Task to complete: Reproduce every entry exactly, without alteration.

───── Records for the task ─────

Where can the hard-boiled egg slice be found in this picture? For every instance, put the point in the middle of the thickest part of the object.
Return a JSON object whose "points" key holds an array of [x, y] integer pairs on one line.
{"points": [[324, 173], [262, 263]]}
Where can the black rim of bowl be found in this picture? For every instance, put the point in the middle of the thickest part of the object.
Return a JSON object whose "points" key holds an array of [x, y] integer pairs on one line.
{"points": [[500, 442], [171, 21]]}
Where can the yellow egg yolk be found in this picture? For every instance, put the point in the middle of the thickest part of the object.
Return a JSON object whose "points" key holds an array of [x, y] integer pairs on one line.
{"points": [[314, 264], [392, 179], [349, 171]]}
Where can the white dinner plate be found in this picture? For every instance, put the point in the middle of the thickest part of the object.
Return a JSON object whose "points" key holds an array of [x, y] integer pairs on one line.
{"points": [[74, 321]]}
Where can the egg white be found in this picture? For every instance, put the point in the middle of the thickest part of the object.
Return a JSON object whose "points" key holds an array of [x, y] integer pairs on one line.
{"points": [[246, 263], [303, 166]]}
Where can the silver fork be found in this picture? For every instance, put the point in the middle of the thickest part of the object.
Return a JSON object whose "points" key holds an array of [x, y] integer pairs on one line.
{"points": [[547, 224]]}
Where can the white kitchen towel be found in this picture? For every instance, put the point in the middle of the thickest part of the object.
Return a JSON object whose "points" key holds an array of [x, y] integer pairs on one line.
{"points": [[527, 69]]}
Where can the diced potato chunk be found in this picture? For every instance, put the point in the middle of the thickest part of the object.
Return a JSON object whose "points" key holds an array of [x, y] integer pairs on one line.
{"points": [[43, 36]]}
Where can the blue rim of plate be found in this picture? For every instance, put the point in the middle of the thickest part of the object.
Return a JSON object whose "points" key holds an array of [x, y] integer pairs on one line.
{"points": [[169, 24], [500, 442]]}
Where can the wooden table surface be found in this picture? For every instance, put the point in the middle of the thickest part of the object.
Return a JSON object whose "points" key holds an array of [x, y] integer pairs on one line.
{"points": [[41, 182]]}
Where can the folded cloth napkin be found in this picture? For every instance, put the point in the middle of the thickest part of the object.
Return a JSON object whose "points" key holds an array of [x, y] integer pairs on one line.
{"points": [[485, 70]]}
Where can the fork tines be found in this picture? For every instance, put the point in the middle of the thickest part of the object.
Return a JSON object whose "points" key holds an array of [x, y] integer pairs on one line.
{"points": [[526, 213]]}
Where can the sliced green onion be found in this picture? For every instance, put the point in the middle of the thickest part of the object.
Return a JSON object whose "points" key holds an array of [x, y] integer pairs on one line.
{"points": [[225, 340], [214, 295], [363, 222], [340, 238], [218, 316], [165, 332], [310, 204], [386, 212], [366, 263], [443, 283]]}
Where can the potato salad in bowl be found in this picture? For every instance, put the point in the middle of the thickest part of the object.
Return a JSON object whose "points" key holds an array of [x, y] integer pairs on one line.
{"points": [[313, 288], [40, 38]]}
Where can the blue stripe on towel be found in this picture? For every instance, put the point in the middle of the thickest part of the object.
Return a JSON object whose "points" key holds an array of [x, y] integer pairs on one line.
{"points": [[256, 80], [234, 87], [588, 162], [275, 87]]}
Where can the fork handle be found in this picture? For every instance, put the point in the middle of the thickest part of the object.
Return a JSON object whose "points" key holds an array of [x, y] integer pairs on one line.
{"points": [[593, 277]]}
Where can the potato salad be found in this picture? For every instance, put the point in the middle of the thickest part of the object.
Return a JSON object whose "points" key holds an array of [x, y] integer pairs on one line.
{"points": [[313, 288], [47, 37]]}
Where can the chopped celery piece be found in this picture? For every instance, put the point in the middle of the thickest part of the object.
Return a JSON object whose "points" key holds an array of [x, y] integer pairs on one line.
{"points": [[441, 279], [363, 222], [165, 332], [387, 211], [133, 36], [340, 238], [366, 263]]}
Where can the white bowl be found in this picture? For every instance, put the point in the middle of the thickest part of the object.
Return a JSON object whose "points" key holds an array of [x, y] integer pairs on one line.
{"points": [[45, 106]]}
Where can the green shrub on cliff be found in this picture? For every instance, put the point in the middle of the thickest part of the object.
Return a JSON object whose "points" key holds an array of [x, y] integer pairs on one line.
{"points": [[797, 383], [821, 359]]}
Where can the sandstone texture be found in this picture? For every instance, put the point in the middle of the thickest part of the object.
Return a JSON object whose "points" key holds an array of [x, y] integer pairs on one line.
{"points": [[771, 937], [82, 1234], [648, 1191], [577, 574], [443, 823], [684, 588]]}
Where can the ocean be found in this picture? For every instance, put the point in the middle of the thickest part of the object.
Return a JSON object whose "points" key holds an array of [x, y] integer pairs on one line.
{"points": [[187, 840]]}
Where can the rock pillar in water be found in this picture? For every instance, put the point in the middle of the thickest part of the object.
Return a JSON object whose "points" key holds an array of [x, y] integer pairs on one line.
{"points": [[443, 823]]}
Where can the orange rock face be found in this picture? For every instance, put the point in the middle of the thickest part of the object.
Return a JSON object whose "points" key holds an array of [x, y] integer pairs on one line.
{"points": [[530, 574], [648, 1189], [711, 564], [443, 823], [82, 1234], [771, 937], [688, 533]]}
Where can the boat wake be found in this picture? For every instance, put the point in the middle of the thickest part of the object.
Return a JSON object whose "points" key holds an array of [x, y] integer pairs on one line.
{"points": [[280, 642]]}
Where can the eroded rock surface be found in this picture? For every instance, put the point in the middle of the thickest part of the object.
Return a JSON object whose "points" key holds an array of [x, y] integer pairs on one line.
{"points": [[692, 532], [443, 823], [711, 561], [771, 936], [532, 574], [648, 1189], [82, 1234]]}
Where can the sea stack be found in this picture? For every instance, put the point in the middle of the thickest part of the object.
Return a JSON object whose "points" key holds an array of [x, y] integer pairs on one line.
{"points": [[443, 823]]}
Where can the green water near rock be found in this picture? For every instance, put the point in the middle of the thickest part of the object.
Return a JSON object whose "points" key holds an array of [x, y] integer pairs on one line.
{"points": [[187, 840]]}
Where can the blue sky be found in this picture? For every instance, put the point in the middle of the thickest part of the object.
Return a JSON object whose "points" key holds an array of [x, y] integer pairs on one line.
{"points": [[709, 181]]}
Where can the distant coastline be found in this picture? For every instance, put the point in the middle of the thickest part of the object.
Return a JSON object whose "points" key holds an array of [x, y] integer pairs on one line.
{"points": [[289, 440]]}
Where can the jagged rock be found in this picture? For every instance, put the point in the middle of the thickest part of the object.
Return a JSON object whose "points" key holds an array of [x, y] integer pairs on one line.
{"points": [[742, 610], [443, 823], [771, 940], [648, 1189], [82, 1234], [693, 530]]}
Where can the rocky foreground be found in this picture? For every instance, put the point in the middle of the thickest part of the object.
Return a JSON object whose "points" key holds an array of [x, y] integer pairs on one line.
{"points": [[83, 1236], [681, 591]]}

─────

Written reply:
Where can the hard-boiled egg slice be found in this picture? For every instance, put the point in the middle of the thickest part of the object.
Return a JSON object whose "points" key holds an array of [x, y] integer pairs on one line.
{"points": [[324, 173], [262, 263]]}
Where can the black rim of bowl be found in this picture? For every instance, put the point in the middle of the thickest part of the object.
Return a JSON object whose "points" key holds an array of [x, y] integer pairs on one line.
{"points": [[500, 442], [171, 21]]}
Where can the yellow egg yolk be found in this picture? For every instance, put the point in the middle of the thickest part of the object.
Return a JSON object whose "points" key holds an array of [x, y] integer pairs on one line.
{"points": [[314, 264], [392, 179], [349, 171]]}
Where can the white dinner plate be found in this picture? For every instance, put the point in the middle of the thickest part of the object.
Return a JSON object whose "points" key holds an array of [x, y] integer pairs on one line.
{"points": [[74, 321]]}
Where can the egg white be found in this picture? For every instance, put the point in the middle of the thickest part of the object.
Return a JSON object whose "points" key holds an array of [x, y] integer pairs on one line.
{"points": [[246, 263], [303, 166]]}
Where can the silver fork be found in this picture? For every instance, put the point in the middle of the thickest part of the object.
Return a JSON object whose "points" key holds an array of [x, y] integer pairs on one line.
{"points": [[547, 224]]}
Where can the white kitchen towel be found in this picture? For every instance, put the point in the middle of the thickest part of the object.
Return a JSON object whose "points" key holds an array of [x, y] integer pairs on one line.
{"points": [[527, 69]]}
Where can the diced potato chunk be found in this picture? For every instance, put the point in the middle of the thickest part of the object.
Return a JSON object whose "points" key holds an array of [x, y] integer pairs on one line.
{"points": [[43, 36]]}
Where can the blue rim of plate be found in this picture? For every instance, put the point in the middle of the thickest part of the object.
Return a JSON object whose "points" key holds an array of [x, y] integer pairs on one line.
{"points": [[169, 24], [500, 442]]}
Where can the wooden table surface be found in this picture? For every instance, put the point in the middle of the thickest part of the object.
Return a JSON object whose "points" key holds an array of [x, y] integer pairs on one line.
{"points": [[41, 182]]}
Where can the folded cloth napkin be found in this picture? For every instance, put the point in the middle of the thickest part of the object.
Return a JSON object whose "points" key holds an array of [x, y] integer pairs on one line.
{"points": [[485, 70]]}
Where can the fork tines be found in this picture? For every instance, put the point in the middle of the thickest part of the object.
Return a JSON object whose "points" key holds an array of [x, y] integer pairs on one line.
{"points": [[526, 213]]}
Where can the sliced green onion be found in this picture? For every instance, put the point in the middle of the thickest part of the object.
Return a JSON object whose "points" key holds an array of [x, y] integer pairs on one line.
{"points": [[225, 340], [214, 295], [363, 222], [340, 238], [218, 316], [165, 332], [310, 204], [386, 212], [366, 263], [443, 283]]}
Where can the potato salad in bowl be found in this picture? For every instance, put the point in the middle of the thickest part of the object.
Return a JSON object whose "points" key holds an array of [x, y] integer pairs on one line.
{"points": [[313, 288], [40, 38]]}
Where can the blue stripe on towel be found in this picture? For every instance, put the point in the middle of the thickest part of the object.
Return a JSON object whose "points" key holds an array of [x, y] integer pairs on one line.
{"points": [[256, 80], [234, 87], [588, 162], [275, 87]]}
Where can the fork handle be found in this picture? For every instance, put the point in the middle of the thickest part of the object.
Return a JSON object whose "points" key holds an array of [x, y] integer pairs on one line.
{"points": [[593, 277]]}
Where can the potato salad be found in this picture? For every instance, put the point in the middle of the thickest part of the object.
Return a JSON object whose "points" key holds an array of [x, y] integer pairs on one line.
{"points": [[313, 288], [47, 37]]}
Where can the chopped celery piece be found in this picture? For every instance, put the point in the middle of the thickest part of the object.
Return a JSON object whose "points" key holds an array of [x, y] integer pairs on one line.
{"points": [[441, 279], [363, 222], [165, 332], [387, 211], [133, 36], [340, 238], [366, 263]]}
Where can the white bowl be found in this picture? For every instance, put the point in the middle of the thickest part of the object.
Return a JSON object whose "points" key holds an array of [x, y] integer pairs on one line.
{"points": [[45, 106]]}
Where can the green shrub on cliff be found in this picture? For every instance, put the point in the middle of the thickest part of the object.
Return a JSON object whose "points" key holds an array of [x, y] integer pairs on one line.
{"points": [[797, 383], [821, 359]]}
Where can the sandstone texture be found in this picture? For every instance, put the point in the middle of the thickest part of the object.
Return a JSON object whose "points" key holds an array of [x, y] integer pairs on one line.
{"points": [[771, 937], [82, 1234], [648, 1191], [577, 574], [443, 823], [684, 588]]}
Where can the ocean be found in this picture? For every instance, put the point in the middle of the thickest part of the object.
Return a JSON object whose "points" key holds an array of [x, y] integer pairs on one line.
{"points": [[187, 840]]}
Where can the rock pillar in water be found in this picture? For every instance, put the point in the middle of the thickest part of the object.
Return a JSON object whose "points" key holds an array of [x, y] integer pairs on one line.
{"points": [[443, 823]]}
Where can the orange rock face be found in this picture? For every instance, put the point in the middle of the thickest part of the object.
Return a JSON object whose "points" key holds an array of [x, y] integer pairs on one line.
{"points": [[530, 574], [648, 1189], [711, 564], [443, 823], [82, 1234], [771, 937], [688, 533]]}
Where can the boat wake be found in this picture? For every instance, put the point in the middle of the thickest part of the object.
Return a JSON object whose "points" key holds an array of [x, y] integer pairs on one line.
{"points": [[280, 642]]}
Where can the eroded rock surface be found in this picture? For every instance, put the point in the middle of the thickest part of the object.
Return a JSON object whose "points" key holds an array of [x, y] integer pairs on one line.
{"points": [[692, 532], [443, 823], [711, 561], [771, 936], [532, 574], [648, 1189], [82, 1234]]}
Where can the sea stack be found in this picture? For every instance, put the point in the middle of the thickest part of the object.
Return a JSON object whose "points" key holds an array of [x, y] integer pairs on one line.
{"points": [[443, 823]]}
Where can the green water near rock be found in this picture? For every instance, put the point in the middle of the thickest part of the object.
Return a JSON object whose "points" key holds an array of [x, y] integer pairs on one line.
{"points": [[187, 840]]}
Where can the blue sky be found in this picture? For every instance, put the point in the middle of the thickest part of the object.
Return a JSON object whose "points" key holds an array of [x, y] integer pairs on one line.
{"points": [[709, 181]]}
Where can the distant coastline be found in this picture? For every instance, put the point in the middle of the thickest part of the object.
Return a JSON object whose "points" key holds an array of [x, y] integer pairs on one line.
{"points": [[289, 440]]}
Where can the jagged rock be found in this picture? For every instance, put the point in the middle of the thickest part of the object.
Return a JSON object whose "points" key holds an array of [x, y] integer pairs on one line.
{"points": [[742, 610], [443, 823], [771, 940], [648, 1189], [82, 1234], [693, 530]]}
Where can the rocky foreground be found in this picture? For every instance, put the point in the middle of the thickest part of the object.
Return a JSON object whose "points" key holds an array of [x, y] integer pairs on one line.
{"points": [[83, 1236], [681, 591]]}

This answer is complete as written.